● **Excerpt provided**:
*** Block opens ***
McFee v. Nursing Care Mgmt. of Am., Inc., 2010-Ohio-2744
Employers struggle with the issue of when it is permissible to deny an employee leave under the employer’s leave policy. For example, when an employer’s leave policy requires an employee to obtain one year of service prior to being entitled to leave, can an employer deny a pregnant employee leave when she has not reached the length-of-service requirement contained within the leave policy?
In Ohio, employers are not required to offer leave to employees but may do so on a voluntary basis. Federal law, however, mandates that an eligible employee is entitled to 12 weeks of leave for family and medical reasons under the Family Medical Leave Act. To be eligible for leave, the employee must have worked for the employer for at least 12 months and worked at least 1,250 hours for that employer in the 12 consecutive months prior to leave. The FMLA only applies to those employers with at least 50 employees.
In addressing the issue of pregnancy leave under Ohio law, the Fifth District Court of Appeals found that Ohio employers are required to provide employees with a reasonable period of maternity leave even if the employee was not eligible for leave under the employer’s uniform leave policy requiring a year of service prior to obtaining eligibility for any leave. Because the employee in this case had not worked for the employer for 12 months, she was not entitled to leave under the FMLA.
In McFee v. Nursing Care Mgmt. of Am., Inc., 2010-Ohio-2744, the Supreme Court of Ohio reviewed the Fifth District’s decision. The employee was denied pregnancy leave because she had not worked the requisite one year to be entitled to leave under the employer’s leave policy. After the birth of her child, the employee failed to return to work and she subsequently was terminated for taking unauthorized leave.
*** Block closes ***
● **Extracted records**:
*** Block opens ***
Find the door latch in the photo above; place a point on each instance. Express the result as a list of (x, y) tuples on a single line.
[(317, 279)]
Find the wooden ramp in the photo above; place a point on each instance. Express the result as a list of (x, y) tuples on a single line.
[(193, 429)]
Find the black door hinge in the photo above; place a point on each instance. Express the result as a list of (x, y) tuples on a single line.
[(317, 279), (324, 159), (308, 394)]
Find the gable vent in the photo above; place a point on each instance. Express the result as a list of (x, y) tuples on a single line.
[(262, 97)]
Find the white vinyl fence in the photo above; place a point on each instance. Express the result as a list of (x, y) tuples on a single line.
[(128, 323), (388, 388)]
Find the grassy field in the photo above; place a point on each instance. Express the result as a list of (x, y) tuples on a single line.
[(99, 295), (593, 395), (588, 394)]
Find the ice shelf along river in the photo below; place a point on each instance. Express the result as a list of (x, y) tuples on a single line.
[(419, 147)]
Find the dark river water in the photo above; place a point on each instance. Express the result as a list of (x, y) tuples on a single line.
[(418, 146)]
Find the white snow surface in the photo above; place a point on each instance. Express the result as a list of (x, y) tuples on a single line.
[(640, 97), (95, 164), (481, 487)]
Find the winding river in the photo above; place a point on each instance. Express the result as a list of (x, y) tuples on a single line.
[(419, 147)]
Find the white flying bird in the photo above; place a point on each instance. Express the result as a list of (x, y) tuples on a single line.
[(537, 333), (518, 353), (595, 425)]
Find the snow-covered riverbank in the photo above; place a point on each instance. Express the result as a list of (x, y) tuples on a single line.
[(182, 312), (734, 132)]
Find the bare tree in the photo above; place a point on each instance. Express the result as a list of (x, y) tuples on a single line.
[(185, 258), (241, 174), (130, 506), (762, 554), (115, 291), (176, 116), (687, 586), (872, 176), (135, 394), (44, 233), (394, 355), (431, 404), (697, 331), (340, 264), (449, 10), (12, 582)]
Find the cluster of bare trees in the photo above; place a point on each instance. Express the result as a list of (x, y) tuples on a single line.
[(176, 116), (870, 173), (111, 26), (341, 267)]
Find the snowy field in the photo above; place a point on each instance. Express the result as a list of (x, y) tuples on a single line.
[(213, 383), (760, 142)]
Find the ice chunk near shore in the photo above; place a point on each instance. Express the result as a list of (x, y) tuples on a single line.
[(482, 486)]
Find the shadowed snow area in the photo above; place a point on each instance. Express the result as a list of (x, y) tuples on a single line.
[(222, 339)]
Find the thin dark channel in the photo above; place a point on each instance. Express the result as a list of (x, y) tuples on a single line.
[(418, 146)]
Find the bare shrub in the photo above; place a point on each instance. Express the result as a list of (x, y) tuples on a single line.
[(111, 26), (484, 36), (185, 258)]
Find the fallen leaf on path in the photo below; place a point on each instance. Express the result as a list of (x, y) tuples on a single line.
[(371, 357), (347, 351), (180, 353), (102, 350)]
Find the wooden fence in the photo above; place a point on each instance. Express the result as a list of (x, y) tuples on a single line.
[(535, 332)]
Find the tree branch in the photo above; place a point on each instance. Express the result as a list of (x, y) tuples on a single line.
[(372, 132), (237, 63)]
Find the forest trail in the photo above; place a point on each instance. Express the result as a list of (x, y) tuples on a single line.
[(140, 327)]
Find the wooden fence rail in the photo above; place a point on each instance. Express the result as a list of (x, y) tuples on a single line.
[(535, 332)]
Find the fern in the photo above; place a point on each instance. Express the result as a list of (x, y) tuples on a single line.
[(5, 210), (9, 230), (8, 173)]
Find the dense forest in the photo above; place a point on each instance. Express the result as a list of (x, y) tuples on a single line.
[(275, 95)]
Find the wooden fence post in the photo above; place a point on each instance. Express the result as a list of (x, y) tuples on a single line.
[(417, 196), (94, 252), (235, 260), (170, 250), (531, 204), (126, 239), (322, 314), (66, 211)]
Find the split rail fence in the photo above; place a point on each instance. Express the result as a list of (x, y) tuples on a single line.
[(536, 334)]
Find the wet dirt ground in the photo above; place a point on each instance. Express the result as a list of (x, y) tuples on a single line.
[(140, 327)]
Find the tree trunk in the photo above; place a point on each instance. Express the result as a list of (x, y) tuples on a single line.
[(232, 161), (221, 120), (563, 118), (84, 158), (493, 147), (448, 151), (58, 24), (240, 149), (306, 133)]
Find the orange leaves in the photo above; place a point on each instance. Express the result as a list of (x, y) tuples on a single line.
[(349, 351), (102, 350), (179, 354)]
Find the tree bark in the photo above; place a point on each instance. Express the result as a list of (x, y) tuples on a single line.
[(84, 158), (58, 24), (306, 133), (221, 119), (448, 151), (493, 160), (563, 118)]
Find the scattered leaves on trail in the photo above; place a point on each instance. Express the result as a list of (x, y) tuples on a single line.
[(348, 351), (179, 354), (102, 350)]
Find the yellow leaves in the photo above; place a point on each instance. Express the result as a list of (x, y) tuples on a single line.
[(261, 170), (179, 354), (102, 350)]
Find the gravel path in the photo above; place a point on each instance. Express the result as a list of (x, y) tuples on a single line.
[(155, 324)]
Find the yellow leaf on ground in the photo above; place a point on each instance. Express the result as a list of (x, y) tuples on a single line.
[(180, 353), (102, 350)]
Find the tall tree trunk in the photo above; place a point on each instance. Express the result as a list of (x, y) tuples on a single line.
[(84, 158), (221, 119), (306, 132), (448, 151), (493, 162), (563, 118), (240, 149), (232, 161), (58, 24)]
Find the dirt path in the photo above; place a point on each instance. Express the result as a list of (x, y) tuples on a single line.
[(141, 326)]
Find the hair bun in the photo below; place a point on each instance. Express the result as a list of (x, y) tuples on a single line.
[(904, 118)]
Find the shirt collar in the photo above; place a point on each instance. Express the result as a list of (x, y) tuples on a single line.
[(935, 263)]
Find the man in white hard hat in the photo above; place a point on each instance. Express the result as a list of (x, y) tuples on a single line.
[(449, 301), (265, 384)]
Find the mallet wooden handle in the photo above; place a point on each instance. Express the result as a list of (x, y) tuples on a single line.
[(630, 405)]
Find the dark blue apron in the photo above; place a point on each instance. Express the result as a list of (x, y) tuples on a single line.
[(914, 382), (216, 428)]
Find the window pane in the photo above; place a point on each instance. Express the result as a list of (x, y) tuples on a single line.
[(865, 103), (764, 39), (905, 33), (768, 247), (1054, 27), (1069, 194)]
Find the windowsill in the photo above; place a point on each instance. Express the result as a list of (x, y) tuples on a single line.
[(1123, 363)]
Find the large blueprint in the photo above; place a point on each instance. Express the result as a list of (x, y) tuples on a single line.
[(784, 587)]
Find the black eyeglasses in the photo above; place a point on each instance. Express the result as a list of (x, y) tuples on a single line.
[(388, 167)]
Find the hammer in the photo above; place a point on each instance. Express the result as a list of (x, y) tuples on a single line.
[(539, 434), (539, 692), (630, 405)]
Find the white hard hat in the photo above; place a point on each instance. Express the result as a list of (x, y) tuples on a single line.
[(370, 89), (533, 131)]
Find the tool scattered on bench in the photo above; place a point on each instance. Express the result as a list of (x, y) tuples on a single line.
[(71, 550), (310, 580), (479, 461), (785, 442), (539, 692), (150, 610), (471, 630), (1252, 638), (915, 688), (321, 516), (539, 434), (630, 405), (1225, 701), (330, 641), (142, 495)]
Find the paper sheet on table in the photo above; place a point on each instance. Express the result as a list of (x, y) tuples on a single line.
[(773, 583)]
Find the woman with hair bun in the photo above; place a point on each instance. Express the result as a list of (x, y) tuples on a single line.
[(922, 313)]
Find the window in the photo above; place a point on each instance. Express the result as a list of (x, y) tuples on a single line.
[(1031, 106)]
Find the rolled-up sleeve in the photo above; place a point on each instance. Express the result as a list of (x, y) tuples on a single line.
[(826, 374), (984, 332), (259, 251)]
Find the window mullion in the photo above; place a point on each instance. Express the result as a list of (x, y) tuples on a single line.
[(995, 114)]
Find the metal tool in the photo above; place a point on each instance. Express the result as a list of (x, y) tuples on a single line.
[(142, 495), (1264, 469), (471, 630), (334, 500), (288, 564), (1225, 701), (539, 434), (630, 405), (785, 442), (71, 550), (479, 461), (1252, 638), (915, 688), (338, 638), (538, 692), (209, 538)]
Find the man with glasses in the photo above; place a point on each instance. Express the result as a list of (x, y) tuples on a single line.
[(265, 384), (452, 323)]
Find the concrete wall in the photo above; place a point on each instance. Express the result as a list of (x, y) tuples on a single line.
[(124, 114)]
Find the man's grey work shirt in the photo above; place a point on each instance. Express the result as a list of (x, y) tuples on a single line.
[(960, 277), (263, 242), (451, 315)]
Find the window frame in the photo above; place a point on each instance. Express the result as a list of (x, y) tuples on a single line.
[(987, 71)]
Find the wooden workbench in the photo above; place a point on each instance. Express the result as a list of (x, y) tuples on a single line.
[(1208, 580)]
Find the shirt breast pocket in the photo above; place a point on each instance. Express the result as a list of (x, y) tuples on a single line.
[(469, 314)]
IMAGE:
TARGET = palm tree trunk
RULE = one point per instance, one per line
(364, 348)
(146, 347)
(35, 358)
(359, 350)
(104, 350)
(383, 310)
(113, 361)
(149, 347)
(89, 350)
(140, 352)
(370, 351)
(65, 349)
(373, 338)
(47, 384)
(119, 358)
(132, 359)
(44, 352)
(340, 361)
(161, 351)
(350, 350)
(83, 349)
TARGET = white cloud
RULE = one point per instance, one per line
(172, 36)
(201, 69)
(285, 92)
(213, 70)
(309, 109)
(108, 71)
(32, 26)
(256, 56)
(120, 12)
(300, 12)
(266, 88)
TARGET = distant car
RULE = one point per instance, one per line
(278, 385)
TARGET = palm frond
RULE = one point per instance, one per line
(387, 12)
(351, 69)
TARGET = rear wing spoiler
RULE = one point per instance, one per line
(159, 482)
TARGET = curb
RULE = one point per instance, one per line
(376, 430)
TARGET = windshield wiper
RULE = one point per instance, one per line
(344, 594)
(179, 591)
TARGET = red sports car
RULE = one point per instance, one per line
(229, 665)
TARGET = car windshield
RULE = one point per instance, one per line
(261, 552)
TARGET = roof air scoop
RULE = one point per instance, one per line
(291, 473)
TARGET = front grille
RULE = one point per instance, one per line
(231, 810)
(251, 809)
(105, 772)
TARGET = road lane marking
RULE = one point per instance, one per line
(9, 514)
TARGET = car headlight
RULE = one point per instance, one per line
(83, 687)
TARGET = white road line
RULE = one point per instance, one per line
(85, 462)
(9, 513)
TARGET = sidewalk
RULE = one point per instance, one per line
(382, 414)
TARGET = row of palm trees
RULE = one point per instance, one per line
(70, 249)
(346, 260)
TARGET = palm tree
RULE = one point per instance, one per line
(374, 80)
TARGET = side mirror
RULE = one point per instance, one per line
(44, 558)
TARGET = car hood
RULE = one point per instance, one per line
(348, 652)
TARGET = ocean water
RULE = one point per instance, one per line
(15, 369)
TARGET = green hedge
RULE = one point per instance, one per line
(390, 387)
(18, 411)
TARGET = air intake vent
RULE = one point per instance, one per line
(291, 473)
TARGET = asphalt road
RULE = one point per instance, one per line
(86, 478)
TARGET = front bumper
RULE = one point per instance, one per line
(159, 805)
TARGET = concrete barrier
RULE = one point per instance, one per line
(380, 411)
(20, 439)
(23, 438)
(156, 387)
*** Block closes ***
● **Work request 1**:
Answer these questions from the summary of McFee v. Nursing Care Mgmt. of Am., Inc.:
(a) How many weeks of leave does the Family Medical Leave Act give an eligible employee?
(b) What is the minimum number of employees an employer must have for the FMLA to apply?
(c) Why was the employee in the case terminated?
● **Work request 2**: List every condition the McFee summary gives that must be met for an employee to receive leave under the FMLA.
● **Work request 3**: Reproduce the part of the McFee summary that begins with the words containing "In addressing the" and ends with "taking unauthorized leave.".

● **Your solution 1**:
(a) 12 weeks.
(b) At least 50 employees.
(c) She took unauthorized leave.

● **Your solution 2**:
- The employee must have worked for the employer for at least 12 months.
- The employee must have worked at least 1,250 hours for that employer in the 12 consecutive months before the leave.
- The employer must have at least 50 employees.

● **Your solution 3**:
In addressing the issue of pregnancy leave under Ohio law, the Fifth District Court of Appeals found that Ohio employers are required to provide employees with a reasonable period of maternity leave even if the employee was not eligible for leave under the employer’s uniform leave policy requiring a year of service prior to obtaining eligibility for any leave. Because the employee in this case had not worked for the employer for 12 months, she was not entitled to leave under the FMLA.
In McFee v. Nursing Care Mgmt. of Am., Inc., 2010-Ohio-2744, the Supreme Court of Ohio reviewed the Fifth District’s decision. The employee was denied pregnancy leave because she had not worked the requisite one year to be entitled to leave under the employer’s leave policy. After the birth of her child, the employee failed to return to work and she subsequently was terminated for taking unauthorized leave.